Dataset rows:

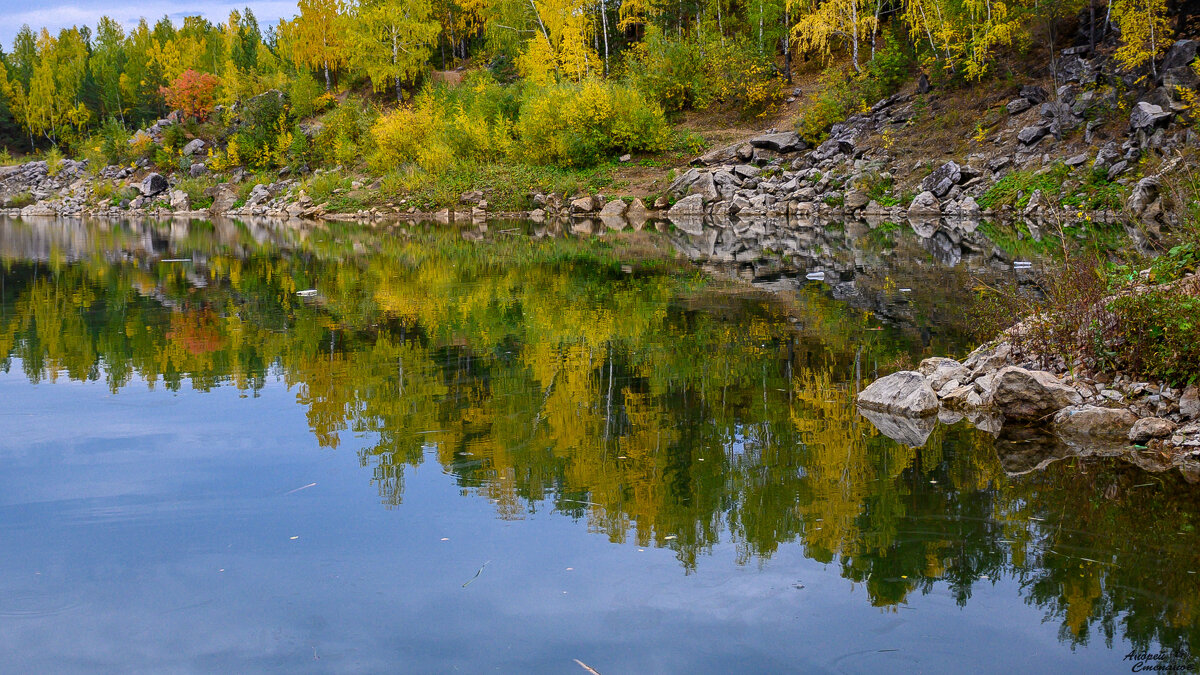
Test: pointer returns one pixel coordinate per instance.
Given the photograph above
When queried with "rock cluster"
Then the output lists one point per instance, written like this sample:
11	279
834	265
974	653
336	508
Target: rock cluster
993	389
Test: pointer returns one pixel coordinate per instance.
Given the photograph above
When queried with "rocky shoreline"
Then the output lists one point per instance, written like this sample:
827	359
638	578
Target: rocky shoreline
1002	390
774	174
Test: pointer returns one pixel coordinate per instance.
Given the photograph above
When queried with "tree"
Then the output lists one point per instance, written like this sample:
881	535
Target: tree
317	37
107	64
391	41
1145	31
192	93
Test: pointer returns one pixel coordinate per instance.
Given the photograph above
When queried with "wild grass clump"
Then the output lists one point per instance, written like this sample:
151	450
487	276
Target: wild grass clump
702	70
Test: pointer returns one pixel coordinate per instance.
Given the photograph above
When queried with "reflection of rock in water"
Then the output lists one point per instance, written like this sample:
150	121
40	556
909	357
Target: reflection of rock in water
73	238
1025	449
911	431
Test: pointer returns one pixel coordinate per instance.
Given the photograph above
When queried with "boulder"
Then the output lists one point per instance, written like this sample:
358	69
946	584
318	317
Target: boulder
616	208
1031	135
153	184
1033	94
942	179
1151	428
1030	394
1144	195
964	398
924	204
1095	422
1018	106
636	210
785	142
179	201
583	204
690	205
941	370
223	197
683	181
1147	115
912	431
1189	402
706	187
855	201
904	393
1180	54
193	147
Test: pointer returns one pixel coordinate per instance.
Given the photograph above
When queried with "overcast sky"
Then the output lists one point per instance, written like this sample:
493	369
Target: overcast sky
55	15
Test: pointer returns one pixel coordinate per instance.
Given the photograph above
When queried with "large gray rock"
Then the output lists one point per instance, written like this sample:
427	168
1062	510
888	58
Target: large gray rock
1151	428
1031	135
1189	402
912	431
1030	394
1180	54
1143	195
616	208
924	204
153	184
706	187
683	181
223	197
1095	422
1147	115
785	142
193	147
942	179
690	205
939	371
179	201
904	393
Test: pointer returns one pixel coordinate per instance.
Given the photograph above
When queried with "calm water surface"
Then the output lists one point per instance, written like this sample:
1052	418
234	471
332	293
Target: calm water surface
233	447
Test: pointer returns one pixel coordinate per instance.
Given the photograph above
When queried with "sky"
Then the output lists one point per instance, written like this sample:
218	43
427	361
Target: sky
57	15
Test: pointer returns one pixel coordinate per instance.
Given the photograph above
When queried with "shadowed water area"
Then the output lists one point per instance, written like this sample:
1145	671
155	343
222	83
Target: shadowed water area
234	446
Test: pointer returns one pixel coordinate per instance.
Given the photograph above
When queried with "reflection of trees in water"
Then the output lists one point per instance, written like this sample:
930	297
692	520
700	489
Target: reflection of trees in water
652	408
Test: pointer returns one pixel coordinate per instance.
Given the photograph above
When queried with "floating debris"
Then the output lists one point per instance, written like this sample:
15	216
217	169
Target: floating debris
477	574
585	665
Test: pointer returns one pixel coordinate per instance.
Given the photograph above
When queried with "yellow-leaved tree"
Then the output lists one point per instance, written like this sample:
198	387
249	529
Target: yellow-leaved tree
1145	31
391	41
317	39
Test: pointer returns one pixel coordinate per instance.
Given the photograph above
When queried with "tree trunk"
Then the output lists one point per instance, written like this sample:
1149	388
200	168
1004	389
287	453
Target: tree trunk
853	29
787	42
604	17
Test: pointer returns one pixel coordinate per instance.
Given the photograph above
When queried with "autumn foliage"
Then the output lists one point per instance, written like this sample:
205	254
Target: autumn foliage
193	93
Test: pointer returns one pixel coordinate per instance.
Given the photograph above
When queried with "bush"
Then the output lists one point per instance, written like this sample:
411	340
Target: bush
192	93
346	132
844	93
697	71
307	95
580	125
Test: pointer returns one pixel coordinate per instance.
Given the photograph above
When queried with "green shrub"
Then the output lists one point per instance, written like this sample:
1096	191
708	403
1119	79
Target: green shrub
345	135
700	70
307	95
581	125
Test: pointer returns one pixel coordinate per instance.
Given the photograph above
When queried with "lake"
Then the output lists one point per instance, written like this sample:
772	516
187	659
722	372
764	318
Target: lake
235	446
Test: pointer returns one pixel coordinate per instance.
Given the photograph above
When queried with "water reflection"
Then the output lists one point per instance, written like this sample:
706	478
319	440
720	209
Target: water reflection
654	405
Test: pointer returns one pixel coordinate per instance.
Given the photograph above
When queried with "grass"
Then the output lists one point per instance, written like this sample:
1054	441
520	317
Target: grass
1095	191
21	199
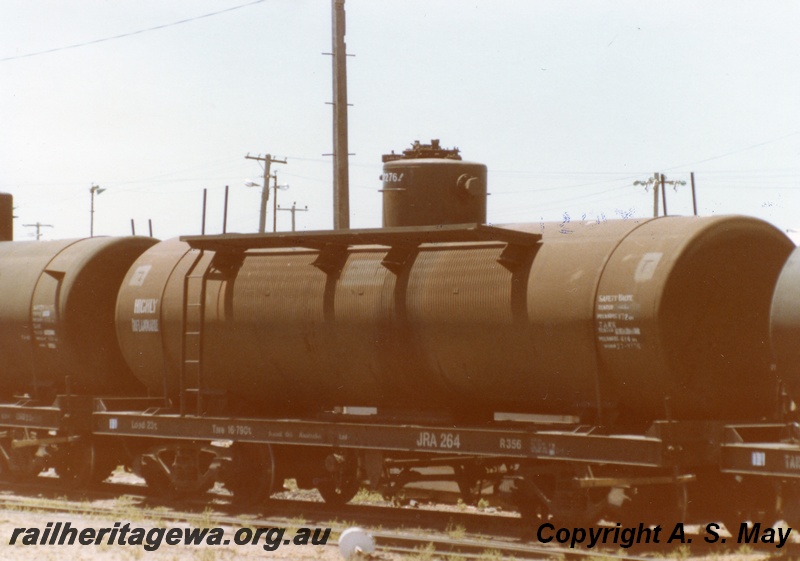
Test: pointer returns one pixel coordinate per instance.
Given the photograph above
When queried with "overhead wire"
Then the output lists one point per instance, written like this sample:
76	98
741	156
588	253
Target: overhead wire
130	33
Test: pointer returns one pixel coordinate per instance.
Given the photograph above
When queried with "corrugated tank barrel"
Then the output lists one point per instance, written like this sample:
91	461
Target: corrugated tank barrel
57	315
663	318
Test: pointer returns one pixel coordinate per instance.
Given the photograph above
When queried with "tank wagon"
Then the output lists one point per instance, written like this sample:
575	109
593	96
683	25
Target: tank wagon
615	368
--
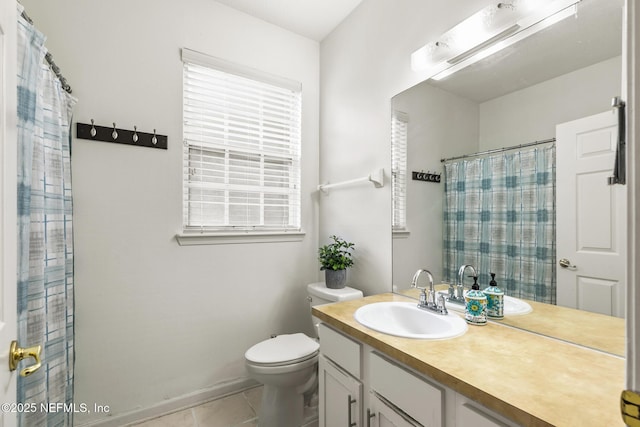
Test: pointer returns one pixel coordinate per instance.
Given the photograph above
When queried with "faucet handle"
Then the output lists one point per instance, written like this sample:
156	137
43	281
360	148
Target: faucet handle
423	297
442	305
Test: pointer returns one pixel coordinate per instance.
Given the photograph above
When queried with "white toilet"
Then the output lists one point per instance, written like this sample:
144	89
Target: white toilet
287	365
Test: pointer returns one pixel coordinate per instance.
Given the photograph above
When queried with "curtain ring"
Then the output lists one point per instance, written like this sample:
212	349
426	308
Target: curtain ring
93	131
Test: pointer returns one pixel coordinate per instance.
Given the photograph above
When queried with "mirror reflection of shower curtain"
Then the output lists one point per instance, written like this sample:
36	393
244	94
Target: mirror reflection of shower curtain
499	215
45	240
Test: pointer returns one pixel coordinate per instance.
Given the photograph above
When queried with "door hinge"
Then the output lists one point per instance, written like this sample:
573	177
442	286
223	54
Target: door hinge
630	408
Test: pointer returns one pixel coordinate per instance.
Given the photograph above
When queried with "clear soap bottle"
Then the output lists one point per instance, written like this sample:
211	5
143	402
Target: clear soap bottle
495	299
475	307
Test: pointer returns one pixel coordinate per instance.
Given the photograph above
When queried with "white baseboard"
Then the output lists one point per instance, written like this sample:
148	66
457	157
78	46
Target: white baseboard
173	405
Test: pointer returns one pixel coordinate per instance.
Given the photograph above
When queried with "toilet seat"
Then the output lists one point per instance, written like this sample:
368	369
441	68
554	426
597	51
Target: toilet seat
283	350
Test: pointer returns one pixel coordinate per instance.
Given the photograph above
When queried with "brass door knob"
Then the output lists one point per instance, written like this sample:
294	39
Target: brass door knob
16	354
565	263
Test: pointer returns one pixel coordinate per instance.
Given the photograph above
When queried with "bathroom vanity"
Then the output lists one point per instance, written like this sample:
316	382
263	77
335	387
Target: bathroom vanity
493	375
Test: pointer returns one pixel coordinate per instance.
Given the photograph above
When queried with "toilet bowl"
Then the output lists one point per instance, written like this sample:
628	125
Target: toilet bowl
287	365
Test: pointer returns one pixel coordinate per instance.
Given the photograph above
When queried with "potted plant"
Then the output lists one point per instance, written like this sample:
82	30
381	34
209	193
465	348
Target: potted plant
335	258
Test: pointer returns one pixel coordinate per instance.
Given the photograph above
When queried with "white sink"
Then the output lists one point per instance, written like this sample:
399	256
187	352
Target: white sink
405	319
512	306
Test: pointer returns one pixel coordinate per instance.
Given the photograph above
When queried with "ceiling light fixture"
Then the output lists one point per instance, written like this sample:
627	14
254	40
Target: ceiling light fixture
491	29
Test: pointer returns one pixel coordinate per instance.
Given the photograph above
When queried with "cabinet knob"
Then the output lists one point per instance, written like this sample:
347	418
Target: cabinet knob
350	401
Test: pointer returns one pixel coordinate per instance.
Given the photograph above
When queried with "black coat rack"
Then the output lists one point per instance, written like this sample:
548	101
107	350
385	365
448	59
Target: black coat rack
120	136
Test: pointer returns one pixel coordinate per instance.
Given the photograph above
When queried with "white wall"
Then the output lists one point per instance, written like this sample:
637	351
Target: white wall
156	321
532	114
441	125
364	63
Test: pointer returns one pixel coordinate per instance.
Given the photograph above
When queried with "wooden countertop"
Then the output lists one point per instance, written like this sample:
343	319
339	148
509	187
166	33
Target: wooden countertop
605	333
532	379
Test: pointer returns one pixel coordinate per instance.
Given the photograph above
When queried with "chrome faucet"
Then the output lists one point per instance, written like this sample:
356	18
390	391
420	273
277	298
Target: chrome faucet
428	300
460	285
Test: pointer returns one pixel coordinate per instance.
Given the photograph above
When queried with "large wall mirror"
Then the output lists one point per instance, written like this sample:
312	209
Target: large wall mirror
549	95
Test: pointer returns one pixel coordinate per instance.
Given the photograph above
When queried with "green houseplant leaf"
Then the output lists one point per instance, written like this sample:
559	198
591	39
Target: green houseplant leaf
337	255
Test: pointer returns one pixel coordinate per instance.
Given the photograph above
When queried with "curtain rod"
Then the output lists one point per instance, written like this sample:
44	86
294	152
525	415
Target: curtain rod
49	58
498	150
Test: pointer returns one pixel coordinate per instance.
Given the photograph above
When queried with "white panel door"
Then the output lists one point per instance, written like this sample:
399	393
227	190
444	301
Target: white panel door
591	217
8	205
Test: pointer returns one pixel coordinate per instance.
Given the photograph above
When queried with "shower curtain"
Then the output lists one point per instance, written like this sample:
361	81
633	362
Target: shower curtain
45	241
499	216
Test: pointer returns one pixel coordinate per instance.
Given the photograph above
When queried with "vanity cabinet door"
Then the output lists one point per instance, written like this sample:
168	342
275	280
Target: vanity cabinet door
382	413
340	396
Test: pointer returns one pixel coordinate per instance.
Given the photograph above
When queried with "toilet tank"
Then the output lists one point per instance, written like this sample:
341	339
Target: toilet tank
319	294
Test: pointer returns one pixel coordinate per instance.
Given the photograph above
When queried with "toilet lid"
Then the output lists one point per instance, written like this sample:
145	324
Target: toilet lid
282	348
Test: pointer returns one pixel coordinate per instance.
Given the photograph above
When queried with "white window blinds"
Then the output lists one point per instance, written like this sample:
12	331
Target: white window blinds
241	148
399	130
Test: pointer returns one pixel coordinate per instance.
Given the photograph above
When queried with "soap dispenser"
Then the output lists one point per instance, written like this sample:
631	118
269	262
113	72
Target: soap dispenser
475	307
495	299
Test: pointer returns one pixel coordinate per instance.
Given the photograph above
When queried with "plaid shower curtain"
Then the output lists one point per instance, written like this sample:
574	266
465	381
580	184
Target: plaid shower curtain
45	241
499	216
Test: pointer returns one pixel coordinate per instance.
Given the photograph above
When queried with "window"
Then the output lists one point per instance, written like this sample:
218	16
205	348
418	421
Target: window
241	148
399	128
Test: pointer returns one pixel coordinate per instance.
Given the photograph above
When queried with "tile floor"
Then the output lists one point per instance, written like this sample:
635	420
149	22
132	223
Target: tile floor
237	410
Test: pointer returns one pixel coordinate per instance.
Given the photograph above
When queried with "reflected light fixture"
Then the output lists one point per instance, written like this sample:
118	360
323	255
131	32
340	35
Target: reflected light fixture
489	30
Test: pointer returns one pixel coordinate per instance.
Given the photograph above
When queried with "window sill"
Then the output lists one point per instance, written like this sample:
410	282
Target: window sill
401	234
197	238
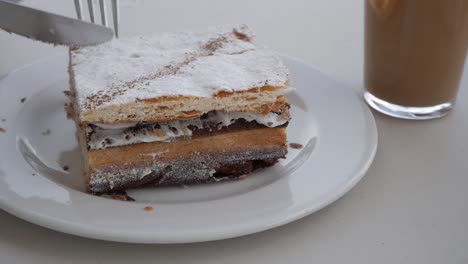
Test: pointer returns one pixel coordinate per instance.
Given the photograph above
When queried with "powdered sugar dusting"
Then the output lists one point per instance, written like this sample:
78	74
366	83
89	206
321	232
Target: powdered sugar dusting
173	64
==
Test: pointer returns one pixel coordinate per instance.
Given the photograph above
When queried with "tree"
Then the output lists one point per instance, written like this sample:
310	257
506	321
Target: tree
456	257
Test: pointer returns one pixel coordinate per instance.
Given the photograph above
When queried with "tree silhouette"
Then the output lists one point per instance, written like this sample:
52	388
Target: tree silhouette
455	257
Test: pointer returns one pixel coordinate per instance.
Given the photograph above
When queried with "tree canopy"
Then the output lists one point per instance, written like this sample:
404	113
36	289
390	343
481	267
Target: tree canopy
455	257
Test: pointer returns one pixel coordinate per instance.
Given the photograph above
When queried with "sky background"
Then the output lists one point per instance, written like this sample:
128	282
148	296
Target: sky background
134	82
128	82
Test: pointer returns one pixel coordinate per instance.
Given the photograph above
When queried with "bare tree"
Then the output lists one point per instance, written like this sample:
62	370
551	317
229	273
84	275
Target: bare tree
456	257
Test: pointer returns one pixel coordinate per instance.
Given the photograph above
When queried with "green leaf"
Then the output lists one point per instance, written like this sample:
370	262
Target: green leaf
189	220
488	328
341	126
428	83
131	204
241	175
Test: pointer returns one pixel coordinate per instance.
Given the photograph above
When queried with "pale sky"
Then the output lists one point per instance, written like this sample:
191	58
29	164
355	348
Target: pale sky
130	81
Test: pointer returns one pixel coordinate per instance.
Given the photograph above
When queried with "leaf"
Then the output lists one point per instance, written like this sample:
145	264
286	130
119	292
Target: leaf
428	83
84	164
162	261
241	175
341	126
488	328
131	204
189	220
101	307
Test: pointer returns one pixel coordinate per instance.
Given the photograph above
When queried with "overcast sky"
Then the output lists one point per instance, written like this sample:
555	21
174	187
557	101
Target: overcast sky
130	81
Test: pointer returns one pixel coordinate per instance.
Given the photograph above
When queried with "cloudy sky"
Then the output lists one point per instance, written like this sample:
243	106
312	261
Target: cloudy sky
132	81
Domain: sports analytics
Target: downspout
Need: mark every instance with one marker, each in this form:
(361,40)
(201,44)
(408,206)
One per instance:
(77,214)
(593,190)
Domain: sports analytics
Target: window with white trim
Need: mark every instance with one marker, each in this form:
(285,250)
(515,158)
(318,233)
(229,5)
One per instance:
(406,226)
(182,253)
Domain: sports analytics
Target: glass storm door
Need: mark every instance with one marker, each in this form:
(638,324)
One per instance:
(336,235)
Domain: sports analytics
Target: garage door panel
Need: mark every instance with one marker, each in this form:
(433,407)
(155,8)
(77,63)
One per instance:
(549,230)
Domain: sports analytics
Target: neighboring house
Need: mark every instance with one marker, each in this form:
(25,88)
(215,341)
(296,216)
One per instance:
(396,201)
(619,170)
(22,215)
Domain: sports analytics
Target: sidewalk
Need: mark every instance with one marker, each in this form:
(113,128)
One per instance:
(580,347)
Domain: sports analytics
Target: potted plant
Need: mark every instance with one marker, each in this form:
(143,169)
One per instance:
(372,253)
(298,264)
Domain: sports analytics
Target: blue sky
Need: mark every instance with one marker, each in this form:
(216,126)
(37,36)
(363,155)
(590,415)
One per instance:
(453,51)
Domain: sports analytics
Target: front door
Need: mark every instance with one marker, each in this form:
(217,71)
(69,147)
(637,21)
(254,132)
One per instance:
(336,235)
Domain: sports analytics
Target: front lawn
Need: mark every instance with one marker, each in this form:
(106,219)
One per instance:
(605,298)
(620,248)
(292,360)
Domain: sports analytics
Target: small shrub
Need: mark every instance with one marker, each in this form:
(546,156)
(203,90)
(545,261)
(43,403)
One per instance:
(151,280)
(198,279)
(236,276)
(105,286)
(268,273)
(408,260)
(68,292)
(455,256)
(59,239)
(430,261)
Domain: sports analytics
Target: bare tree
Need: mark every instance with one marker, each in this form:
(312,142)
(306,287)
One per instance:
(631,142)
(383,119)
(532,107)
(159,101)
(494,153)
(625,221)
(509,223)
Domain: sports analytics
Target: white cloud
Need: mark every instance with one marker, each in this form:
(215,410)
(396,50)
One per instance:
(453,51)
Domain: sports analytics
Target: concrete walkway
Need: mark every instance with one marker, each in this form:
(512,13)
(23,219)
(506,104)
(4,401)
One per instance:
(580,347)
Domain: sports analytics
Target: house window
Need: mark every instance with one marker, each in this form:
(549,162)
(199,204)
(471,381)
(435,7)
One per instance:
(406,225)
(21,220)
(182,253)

**INSTRUCTIONS TO FOLLOW:** Which lines in the records above contain the word "corrugated"? List each of those lines in full.

**ANSWER FOR THIS EXERCISE:**
When queried with "corrugated tank barrel"
Target: corrugated tank barrel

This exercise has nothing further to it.